■ Your objective ■
With the line containing "One keypoint belongs to every instance. Tag the smiling" as the starting point, output the remaining lines of the data exactly as they are, through the last.

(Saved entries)
== Segment start ==

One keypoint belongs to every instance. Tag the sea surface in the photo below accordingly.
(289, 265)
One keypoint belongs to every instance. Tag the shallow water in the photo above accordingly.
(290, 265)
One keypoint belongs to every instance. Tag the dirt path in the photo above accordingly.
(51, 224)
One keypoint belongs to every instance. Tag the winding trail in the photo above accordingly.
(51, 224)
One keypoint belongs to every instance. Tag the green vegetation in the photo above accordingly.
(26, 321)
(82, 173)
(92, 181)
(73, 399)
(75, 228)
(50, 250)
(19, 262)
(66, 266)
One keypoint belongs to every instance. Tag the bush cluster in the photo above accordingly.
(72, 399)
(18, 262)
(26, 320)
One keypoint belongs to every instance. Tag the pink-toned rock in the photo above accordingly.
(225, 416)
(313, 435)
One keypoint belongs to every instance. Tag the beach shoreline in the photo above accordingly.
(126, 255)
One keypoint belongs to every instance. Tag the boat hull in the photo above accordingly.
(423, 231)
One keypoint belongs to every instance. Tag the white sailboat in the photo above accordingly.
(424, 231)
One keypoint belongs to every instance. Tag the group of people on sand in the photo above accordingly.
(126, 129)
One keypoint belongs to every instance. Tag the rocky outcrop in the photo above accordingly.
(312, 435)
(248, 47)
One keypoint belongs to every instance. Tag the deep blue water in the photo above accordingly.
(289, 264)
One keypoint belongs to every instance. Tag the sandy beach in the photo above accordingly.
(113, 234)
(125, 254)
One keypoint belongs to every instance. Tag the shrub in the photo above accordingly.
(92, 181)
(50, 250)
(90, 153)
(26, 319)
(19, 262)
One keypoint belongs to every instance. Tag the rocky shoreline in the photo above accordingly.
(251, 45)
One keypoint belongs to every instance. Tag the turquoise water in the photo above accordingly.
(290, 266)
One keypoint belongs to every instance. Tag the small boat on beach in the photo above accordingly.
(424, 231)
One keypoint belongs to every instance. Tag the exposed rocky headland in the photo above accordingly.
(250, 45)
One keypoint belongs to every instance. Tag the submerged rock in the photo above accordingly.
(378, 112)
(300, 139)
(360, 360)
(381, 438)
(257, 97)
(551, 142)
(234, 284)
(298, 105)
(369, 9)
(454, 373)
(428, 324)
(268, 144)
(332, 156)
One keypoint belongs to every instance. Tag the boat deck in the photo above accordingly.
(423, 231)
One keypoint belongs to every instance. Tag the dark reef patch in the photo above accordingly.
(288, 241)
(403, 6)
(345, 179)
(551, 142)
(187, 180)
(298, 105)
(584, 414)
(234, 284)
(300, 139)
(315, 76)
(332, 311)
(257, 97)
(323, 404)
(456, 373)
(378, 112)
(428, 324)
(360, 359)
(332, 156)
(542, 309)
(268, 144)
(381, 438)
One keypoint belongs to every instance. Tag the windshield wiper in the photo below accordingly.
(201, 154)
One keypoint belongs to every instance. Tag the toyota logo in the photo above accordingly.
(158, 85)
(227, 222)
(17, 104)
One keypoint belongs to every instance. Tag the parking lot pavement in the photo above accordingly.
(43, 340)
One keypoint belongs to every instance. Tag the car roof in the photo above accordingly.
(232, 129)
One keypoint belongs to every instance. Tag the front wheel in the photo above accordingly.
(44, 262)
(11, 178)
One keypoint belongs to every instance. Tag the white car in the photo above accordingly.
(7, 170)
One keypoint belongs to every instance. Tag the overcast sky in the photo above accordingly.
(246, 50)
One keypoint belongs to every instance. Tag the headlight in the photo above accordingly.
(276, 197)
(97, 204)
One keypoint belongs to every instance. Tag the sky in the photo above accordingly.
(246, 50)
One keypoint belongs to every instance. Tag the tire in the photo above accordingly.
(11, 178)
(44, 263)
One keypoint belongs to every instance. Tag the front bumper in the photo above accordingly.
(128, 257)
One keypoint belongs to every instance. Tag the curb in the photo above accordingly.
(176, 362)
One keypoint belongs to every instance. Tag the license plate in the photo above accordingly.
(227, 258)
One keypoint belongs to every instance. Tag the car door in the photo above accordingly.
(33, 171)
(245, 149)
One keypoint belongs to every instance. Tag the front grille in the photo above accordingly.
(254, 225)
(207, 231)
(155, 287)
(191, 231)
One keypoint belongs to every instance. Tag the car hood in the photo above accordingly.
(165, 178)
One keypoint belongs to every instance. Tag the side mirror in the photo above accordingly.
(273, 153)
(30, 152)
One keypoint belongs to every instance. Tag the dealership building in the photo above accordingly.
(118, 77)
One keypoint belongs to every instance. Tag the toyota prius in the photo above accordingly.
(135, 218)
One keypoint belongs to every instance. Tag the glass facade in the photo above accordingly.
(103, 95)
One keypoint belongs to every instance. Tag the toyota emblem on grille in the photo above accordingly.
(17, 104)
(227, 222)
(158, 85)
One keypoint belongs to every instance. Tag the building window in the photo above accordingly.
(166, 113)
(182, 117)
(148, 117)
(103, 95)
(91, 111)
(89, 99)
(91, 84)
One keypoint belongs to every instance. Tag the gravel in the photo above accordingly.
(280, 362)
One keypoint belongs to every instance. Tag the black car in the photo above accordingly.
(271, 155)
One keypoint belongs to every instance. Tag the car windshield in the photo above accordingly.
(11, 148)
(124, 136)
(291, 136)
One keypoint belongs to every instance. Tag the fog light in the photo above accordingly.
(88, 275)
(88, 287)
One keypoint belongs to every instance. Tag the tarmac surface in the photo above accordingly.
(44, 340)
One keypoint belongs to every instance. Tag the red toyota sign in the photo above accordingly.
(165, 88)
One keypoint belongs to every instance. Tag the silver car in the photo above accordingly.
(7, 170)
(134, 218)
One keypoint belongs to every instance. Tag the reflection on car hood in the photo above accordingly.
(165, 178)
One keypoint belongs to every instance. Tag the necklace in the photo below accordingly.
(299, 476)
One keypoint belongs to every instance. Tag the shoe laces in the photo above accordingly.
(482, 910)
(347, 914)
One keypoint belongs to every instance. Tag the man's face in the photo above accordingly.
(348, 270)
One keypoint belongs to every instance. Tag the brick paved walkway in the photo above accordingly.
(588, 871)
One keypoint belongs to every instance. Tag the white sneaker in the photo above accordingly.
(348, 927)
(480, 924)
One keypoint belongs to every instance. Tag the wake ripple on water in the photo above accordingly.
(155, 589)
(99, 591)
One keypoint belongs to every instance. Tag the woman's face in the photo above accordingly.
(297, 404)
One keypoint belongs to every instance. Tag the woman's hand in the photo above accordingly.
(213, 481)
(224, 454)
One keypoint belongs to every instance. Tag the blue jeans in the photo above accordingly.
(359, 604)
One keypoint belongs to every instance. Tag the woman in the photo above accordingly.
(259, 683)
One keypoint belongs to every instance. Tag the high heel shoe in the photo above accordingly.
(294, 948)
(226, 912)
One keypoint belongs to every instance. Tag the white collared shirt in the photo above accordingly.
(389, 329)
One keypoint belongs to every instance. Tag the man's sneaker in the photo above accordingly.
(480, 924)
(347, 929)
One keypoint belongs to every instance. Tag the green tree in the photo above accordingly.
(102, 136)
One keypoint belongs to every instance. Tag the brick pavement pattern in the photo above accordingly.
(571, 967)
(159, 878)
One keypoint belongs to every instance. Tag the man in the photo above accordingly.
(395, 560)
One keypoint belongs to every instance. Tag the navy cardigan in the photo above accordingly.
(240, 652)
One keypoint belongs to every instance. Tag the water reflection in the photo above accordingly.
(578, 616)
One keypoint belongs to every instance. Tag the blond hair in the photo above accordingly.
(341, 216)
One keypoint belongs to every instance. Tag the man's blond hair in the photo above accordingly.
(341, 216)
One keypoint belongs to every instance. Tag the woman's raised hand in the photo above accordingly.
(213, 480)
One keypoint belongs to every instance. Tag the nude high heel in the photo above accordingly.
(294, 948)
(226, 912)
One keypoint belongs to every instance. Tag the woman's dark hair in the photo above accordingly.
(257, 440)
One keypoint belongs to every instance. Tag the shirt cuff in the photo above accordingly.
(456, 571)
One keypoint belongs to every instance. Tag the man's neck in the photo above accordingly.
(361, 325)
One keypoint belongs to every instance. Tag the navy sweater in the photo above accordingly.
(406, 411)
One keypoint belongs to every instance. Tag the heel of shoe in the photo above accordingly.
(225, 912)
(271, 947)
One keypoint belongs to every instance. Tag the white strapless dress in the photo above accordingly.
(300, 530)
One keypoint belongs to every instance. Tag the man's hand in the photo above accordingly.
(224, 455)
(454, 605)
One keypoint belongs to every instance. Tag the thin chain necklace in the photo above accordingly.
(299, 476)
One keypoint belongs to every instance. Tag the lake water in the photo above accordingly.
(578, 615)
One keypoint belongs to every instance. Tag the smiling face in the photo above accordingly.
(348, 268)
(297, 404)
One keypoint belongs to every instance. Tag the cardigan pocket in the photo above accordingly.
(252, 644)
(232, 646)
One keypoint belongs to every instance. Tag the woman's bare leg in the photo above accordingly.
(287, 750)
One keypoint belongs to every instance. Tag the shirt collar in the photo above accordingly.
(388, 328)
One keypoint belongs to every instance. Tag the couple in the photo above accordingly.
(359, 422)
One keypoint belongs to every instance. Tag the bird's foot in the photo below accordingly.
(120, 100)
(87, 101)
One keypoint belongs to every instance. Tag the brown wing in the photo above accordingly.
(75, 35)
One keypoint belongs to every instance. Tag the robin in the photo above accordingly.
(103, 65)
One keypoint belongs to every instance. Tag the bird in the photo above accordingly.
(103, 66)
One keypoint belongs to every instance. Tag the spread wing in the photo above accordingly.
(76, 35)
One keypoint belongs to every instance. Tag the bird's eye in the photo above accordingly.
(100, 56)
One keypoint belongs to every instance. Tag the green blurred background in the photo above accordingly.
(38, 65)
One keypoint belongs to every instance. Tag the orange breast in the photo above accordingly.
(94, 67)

== Segment end ==

■ Solution for this task ■
One keypoint belongs to every instance. Tag the smiling face in the photo above accordingly.
(348, 268)
(297, 404)
One keypoint belongs to every instance. Tag the cardigan pocket in the photo above accordingly.
(252, 644)
(232, 646)
One keypoint belongs to every instance. Tag the woman's bare leg in the photo above accordingly.
(287, 750)
One keypoint belongs to every instance. Tag the shirt collar in the photo above accordingly.
(388, 328)
One keypoint belongs to every instance. Tag the couple in the photo above accordingly.
(359, 422)
One keypoint belongs to every instance. Tag the bird's foot in the photo below accordingly.
(120, 100)
(87, 101)
One keypoint belongs to every instance. Tag the brown wing in the photo above accordingly.
(75, 35)
One keypoint belongs to every instance. Tag the robin in the photo above accordingly.
(103, 65)
One keypoint belongs to every instance. Tag the bird in the photo above accordingly.
(103, 66)
One keypoint belongs to every instance. Tag the spread wing in the photo above accordingly.
(76, 35)
One keypoint belongs to every instance. Tag the bird's eye in the photo above accordingly.
(100, 56)
One keypoint belongs to every instance. Tag the green blurred background in the photo above accordingly.
(38, 65)
One keypoint belongs to every instance. Tag the orange breast in the photo above accordingly.
(94, 67)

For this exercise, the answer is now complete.